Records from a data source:
◆ ◆ ◆
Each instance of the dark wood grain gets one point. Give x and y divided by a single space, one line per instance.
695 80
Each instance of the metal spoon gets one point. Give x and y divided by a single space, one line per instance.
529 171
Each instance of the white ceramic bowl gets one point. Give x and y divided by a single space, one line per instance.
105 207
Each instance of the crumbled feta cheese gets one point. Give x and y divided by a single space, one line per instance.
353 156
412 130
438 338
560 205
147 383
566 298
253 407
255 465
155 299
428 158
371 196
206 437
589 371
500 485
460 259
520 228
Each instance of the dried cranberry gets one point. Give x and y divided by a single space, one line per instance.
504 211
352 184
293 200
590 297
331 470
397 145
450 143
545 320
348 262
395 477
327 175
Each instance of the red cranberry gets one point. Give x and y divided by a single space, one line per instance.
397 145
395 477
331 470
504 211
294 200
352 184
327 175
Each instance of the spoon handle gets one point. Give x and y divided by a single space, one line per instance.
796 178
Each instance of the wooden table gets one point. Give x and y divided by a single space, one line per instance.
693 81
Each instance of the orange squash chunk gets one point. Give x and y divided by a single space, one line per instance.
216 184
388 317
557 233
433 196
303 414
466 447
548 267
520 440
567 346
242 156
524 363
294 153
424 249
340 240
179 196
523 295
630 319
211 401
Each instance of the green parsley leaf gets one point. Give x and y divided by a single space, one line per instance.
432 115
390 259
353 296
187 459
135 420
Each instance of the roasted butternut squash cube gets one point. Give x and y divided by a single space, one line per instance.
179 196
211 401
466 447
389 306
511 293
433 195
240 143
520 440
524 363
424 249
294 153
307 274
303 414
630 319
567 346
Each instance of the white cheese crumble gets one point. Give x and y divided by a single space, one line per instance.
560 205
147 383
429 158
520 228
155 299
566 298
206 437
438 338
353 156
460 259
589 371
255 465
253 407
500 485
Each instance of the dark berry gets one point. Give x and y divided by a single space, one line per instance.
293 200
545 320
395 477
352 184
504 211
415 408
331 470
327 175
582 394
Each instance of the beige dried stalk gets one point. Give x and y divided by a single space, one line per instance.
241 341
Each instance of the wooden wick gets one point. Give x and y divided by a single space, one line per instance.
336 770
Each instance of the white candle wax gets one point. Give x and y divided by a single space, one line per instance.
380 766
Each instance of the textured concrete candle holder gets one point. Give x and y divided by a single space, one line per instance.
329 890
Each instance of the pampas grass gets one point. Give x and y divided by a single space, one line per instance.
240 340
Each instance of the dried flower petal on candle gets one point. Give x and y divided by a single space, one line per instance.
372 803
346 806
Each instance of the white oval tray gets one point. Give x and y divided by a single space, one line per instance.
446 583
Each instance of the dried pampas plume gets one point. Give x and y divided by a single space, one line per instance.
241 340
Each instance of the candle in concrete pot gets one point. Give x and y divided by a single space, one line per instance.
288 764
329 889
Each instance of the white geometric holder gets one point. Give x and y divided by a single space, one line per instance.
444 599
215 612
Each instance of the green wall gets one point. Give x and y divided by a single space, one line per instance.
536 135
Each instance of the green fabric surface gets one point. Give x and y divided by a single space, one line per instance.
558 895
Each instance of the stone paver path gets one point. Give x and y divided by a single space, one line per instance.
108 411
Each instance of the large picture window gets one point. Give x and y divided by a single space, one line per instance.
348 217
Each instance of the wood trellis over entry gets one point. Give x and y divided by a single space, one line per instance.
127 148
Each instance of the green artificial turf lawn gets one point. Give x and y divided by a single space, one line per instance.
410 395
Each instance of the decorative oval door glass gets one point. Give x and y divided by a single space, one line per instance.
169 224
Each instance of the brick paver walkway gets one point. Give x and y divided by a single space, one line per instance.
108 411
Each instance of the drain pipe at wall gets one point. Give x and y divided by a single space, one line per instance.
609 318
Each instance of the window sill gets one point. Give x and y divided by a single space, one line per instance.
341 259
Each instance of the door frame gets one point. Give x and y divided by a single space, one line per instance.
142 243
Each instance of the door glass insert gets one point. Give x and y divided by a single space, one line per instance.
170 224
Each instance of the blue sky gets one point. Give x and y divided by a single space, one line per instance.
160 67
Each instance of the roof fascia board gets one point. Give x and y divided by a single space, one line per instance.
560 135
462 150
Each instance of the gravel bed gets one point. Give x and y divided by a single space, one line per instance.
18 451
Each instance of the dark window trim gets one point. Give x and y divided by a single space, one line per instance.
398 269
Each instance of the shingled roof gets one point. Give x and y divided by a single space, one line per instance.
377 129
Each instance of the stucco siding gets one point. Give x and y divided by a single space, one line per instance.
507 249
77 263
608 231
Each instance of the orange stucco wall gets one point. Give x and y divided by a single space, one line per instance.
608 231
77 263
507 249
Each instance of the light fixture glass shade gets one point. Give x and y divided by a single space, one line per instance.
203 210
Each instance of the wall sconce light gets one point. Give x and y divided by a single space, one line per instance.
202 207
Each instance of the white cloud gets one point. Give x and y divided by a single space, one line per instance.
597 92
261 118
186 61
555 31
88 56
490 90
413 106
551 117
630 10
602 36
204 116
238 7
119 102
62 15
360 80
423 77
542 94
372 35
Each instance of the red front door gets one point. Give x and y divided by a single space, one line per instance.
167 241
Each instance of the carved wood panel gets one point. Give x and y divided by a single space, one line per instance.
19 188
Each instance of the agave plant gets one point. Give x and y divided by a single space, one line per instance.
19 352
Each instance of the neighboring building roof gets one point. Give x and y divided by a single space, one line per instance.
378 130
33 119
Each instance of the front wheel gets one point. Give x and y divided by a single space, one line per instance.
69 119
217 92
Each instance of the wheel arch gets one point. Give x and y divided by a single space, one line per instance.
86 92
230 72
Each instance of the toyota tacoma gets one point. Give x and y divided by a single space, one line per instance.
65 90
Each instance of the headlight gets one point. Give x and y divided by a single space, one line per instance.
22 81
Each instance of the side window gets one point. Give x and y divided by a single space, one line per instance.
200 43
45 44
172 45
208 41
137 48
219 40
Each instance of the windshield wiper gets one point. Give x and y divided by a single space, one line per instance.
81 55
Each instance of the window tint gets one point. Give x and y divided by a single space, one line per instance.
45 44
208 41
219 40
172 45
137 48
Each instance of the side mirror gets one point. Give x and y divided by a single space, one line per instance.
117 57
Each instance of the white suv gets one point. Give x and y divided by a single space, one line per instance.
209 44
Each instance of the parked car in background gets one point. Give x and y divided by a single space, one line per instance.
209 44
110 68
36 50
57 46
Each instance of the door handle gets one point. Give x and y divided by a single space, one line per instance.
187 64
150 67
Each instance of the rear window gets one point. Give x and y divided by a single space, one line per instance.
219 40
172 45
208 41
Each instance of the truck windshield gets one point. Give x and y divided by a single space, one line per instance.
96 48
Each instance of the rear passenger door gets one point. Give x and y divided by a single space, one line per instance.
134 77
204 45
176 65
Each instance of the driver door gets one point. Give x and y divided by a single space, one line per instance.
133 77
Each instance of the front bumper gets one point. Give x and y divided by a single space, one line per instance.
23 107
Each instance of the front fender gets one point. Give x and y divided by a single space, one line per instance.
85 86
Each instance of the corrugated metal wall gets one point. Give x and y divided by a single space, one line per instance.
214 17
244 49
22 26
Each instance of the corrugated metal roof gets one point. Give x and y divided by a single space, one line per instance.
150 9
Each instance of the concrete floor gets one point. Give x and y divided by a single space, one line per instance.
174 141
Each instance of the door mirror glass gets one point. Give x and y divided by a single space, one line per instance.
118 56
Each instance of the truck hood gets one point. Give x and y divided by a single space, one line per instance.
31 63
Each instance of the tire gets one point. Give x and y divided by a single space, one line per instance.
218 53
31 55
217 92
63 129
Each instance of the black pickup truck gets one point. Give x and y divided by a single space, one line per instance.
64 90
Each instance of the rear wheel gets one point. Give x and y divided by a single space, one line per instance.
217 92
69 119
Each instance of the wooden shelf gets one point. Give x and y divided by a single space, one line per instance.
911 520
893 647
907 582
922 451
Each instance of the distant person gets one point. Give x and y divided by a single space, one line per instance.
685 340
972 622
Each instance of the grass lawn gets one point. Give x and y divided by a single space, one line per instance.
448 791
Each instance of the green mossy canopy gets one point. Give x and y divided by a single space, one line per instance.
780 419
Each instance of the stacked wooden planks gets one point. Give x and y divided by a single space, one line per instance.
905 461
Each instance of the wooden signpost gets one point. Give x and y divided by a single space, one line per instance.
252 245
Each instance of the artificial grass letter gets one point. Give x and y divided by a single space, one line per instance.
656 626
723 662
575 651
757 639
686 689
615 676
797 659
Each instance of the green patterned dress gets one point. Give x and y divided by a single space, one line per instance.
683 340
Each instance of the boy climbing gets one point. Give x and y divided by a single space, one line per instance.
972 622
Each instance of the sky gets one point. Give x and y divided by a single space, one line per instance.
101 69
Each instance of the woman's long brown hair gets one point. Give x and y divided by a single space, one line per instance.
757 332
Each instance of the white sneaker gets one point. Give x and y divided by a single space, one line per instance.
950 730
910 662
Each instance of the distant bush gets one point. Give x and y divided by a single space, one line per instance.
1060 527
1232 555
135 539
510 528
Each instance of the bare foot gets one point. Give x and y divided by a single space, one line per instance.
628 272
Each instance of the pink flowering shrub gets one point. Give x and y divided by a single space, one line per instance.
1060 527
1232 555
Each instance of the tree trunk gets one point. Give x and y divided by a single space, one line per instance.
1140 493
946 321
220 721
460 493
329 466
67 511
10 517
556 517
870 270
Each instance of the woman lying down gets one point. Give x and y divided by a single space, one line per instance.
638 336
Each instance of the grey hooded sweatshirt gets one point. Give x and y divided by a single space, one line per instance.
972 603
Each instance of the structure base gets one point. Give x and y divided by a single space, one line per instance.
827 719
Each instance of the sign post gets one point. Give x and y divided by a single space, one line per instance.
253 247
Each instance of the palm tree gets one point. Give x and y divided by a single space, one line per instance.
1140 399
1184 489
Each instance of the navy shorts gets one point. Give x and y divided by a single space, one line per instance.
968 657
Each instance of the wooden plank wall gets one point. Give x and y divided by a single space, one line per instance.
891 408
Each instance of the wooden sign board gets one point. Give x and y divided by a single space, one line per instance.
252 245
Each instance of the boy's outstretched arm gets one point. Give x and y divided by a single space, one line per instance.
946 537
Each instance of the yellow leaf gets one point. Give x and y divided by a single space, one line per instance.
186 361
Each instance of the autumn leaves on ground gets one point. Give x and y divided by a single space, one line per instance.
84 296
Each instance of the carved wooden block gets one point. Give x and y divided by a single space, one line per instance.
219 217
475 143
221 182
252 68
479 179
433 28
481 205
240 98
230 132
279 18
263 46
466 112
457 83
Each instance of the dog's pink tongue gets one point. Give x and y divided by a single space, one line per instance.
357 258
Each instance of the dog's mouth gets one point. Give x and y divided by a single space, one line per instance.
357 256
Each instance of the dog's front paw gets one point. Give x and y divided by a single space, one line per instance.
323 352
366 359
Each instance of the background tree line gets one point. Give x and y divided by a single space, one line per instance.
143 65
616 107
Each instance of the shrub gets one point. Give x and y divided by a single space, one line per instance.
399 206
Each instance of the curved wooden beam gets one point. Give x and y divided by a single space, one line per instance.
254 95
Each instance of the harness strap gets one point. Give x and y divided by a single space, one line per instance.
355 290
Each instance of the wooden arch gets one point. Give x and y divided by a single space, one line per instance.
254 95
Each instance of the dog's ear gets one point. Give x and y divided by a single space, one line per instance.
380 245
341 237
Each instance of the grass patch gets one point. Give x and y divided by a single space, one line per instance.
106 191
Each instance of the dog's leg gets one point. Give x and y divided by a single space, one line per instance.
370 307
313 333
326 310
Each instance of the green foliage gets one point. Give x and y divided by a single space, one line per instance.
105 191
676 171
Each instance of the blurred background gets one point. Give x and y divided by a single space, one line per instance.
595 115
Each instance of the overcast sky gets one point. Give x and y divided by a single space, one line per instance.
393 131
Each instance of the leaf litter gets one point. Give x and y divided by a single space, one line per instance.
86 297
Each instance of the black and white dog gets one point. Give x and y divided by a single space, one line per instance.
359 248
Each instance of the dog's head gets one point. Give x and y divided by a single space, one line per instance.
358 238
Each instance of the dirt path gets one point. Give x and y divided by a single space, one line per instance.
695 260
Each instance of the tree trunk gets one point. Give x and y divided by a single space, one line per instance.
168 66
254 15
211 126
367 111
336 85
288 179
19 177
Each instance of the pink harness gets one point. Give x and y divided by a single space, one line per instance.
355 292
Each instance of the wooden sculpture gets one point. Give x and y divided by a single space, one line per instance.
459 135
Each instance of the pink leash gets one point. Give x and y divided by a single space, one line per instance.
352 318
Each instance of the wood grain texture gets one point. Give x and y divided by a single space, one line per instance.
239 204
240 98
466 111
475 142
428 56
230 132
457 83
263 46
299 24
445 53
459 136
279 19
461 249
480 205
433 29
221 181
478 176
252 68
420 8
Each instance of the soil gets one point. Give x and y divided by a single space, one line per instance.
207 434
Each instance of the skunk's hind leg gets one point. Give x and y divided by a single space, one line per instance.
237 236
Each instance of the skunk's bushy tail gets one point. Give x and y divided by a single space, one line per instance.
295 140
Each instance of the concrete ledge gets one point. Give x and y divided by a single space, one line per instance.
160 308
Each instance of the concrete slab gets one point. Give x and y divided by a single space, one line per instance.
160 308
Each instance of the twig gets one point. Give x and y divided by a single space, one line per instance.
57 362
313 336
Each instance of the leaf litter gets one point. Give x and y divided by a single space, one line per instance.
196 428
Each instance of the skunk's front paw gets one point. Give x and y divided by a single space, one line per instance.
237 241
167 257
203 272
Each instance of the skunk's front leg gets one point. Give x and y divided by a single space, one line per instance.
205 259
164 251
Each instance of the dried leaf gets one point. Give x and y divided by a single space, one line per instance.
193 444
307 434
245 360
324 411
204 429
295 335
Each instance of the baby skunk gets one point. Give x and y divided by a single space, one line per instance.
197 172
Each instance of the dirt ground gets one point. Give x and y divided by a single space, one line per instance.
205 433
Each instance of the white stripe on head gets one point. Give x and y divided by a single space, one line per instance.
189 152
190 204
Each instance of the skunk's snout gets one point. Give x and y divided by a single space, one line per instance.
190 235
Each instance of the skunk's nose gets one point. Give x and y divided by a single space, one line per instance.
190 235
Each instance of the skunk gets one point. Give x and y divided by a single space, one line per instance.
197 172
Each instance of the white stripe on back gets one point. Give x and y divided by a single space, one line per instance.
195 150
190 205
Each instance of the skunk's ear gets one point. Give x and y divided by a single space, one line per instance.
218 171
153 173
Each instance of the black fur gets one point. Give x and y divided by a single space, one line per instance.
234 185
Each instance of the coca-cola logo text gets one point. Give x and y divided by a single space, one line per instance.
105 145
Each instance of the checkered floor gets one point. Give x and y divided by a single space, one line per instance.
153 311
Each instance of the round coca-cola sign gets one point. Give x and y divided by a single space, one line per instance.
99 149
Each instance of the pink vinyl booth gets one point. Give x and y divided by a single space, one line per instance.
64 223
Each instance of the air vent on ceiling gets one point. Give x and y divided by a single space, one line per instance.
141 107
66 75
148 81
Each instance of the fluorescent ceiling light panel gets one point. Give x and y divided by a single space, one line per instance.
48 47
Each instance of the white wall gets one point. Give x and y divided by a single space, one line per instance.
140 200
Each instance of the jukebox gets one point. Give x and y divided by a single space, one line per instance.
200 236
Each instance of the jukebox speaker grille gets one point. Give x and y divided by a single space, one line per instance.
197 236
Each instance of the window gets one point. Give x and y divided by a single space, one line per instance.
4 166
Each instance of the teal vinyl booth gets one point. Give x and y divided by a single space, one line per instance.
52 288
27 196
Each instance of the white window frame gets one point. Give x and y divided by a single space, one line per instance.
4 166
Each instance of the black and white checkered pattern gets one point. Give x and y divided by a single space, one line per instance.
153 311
◆ ◆ ◆
EXERCISE
Exactly and only the lines from the one containing "Each instance of the skunk's nose" through the end of the material are to be reproduced, both ends included.

OUTPUT OF THE EXERCISE
Each instance of the skunk's nose gets one point. Give x and y divided by a single space, one line per instance.
190 235
Each instance of the skunk gets one point. Give x and y divided by a single space, one line per instance.
197 172
Each instance of the white stripe on back gets one point. Give x and y divided by a single space, one line per instance.
195 150
190 205
Each instance of the skunk's ear gets one point. Give x and y divided by a single space, one line per instance.
218 171
153 173
Each instance of the black fur gets one point. Give x and y divided by a single space, one line per instance.
234 185
Each instance of the coca-cola logo text gets one point. Give x and y divided by a single space, one line per instance.
105 145
Each instance of the checkered floor gets one point. Give x and y divided by a single space, one line per instance.
153 311
Each instance of the round coca-cola sign gets one point. Give x and y divided by a single space, one line per instance.
99 149
Each instance of the pink vinyl booth gets one point. Give x and y divided by a single space, one line per instance.
64 223
Each instance of the air vent on ceiling gets one point. Give x and y divided by a single space, one line per instance.
141 107
66 75
148 81
Each instance of the fluorescent ceiling light panel gets one point. Give x and y divided by a single space, one line per instance.
48 47
Each instance of the white wall gets one point. Give x and y divided by a single space, one line per instance.
140 200
Each instance of the jukebox gets one point. Give x and y divided by a single space, one line per instance.
200 236
Each instance of the jukebox speaker grille gets one point. Give x and y divided by a single space, one line per instance.
197 236
Each instance of the window gets one point. Give x and y divided by a single space, one line per instance.
4 166
Each instance of the teal vinyl booth gets one point. Give x and y divided by a single space, one line per instance.
52 288
27 196
Each instance of the white window frame gets one point. Give x and y divided by a single space, one line per instance.
4 166
Each instance of the black and white checkered pattern gets one point. Give x and y divided by a single space, one line per instance.
153 311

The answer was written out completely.